:: DATA PROVIDED ::

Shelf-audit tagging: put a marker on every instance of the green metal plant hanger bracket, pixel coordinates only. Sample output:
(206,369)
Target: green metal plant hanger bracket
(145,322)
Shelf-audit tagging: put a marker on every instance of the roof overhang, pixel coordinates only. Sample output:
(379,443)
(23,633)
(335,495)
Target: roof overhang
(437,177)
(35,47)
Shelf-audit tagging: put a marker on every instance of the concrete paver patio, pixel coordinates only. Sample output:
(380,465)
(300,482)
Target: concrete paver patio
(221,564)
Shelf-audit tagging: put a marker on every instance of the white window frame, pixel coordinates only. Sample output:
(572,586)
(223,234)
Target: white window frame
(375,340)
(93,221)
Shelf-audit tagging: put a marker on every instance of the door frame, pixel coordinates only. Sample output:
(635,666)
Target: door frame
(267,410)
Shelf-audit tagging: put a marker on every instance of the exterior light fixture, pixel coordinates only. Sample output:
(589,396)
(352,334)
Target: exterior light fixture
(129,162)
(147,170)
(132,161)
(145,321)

:::

Can you return, word for word, the lines of the items starting at the line that contains "Shelf-audit tagging: put a marker on every instance of the door" and ending at the last line of the items?

→ WRITTEN ANSWER:
Shelf-audit tagging: put a marker on every instance of the door frame, pixel coordinates only. Sample output:
(635,666)
Target: door frame
(267,410)
Shelf-audit tagging: put a marker on every instance of the exterior light fixture, pixel coordinates only. Sample output:
(589,396)
(352,334)
Target: exterior light fixture
(129,162)
(147,170)
(132,161)
(145,321)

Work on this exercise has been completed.